### Fragmento:
§
20 AÑOS DESPUÉS DE LA CAÍDA DEL MURO DE BERLÍN: LA HISTORIA CONTINÚA

Veinte años han pasado desde la caída del Muro de Berlín, uno de los símbolos vergonzosos de la Guerra Fría y de la peligrosa división del mundo en bloques opuestos y en esferas de influencia enfrentadas. El período actual nos permite observar los acontecimientos de aquellos tiempos y formarnos una opinión menos emocional y más racional.

La primera observación optimista es que el anunciado Fin de la Historia no se ha producido en absoluto. Pero tampoco ha llegado lo que los políticos de mi generación confiaban sinceramente que ocurriría: un mundo en el cual, con el fin de la Guerra Fría, la humanidad podría finalmente olvidar la aberración de la carrera armamentista, de los conflictos regionales y de las estériles disputas ideológicas y entrar en una suerte de siglo dorado de seguridad colectiva, de uso racional de los recursos, del fin de la pobreza y de la desigualdad y de la restauración de la armonía con la naturaleza.

Otra consecuencia es la interdependencia de importantes aspectos que tienen que ver con el real sentido de la existencia de la humanidad. Esta interdependencia no se da sólo entre los procesos y los hechos que ocurren en los diferentes continentes sino también en el vínculo orgánico entre los cambios en las condiciones económicas, tecnológicas, sociales, demográficas y culturales que determinan la vida diaria de miles de millones de personas en nuestro planeta. La humanidad ha efectivamente comenzado a transformarse en una civilización única.

Al mismo tiempo, la desaparición de la llamada Cortina de Hierro y de las barreras y fronteras, ha yuxtapuesto no solamente a aquellos países que hasta hace poco representaban diferentes sistemas políticos sino también a civilizaciones, culturas y tradiciones.

Naturalmente, los políticos del siglo pasado podemos estar orgullosos de haber evitado el peligro de una guerra termonuclear. Sin embargo, para muchos millones de personas el mundo no se ha convertido en un lugar más seguro que antes. Innumerables conflictos locales y guerras étnicas y religiosas han aparecido en el nuevo mapa de la política mundial. Una prueba evidente del comportamiento irracional de la nueva generación de políticos es el hecho de que los presupuestos de defensa de muchos países, tanto grandes como pequeños, son ahora mayores que durante la época de la Guerra Fría, así como que los métodos represivos son una vez más el medio general para enfrentar y resolver conflictos y un aspecto común y corriente de las actuales relaciones internacionales.
§
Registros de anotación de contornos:

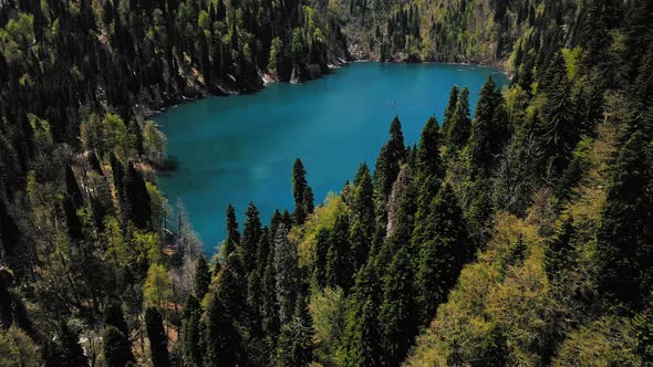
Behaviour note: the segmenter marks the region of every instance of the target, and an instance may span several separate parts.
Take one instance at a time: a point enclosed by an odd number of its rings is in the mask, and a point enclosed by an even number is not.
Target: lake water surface
[[[467,86],[471,111],[496,69],[455,64],[353,63],[302,85],[276,83],[260,93],[208,97],[157,115],[178,169],[159,176],[170,205],[182,199],[207,253],[225,238],[225,209],[239,224],[252,201],[263,224],[274,209],[293,208],[296,158],[307,169],[315,205],[341,190],[361,162],[370,169],[398,115],[406,144],[426,119],[442,123],[452,85]]]

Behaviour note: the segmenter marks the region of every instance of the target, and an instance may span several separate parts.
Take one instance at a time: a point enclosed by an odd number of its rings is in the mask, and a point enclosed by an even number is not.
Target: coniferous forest
[[[207,256],[148,117],[357,59],[511,81]],[[653,366],[651,0],[3,0],[0,85],[0,366]]]

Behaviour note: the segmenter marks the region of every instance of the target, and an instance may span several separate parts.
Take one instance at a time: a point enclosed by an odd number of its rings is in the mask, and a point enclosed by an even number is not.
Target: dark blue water
[[[497,70],[476,65],[354,63],[302,85],[276,83],[257,94],[170,108],[155,120],[179,166],[159,177],[160,188],[173,206],[183,200],[211,253],[225,238],[228,203],[240,226],[250,201],[263,223],[276,208],[292,210],[296,158],[321,202],[361,162],[373,169],[395,115],[406,144],[414,144],[429,116],[442,122],[452,85],[469,88],[474,108],[490,74],[498,85],[507,83]]]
§
### Detalles del ejercicio:
Imprime sin cambios el pasaje del texto sobre el Muro de Berlín que va de "20 AÑOS DESPUÉS" a "y más racional.". Los registros son un material aparte del texto.

### El resultado:
20 AÑOS DESPUÉS DE LA CAÍDA DEL MURO DE BERLÍN: LA HISTORIA CONTINÚA

Veinte años han pasado desde la caída del Muro de Berlín, uno de los símbolos vergonzosos de la Guerra Fría y de la peligrosa división del mundo en bloques opuestos y en esferas de influencia enfrentadas. El período actual nos permite observar los acontecimientos de aquellos tiempos y formarnos una opinión menos emocional y más racional.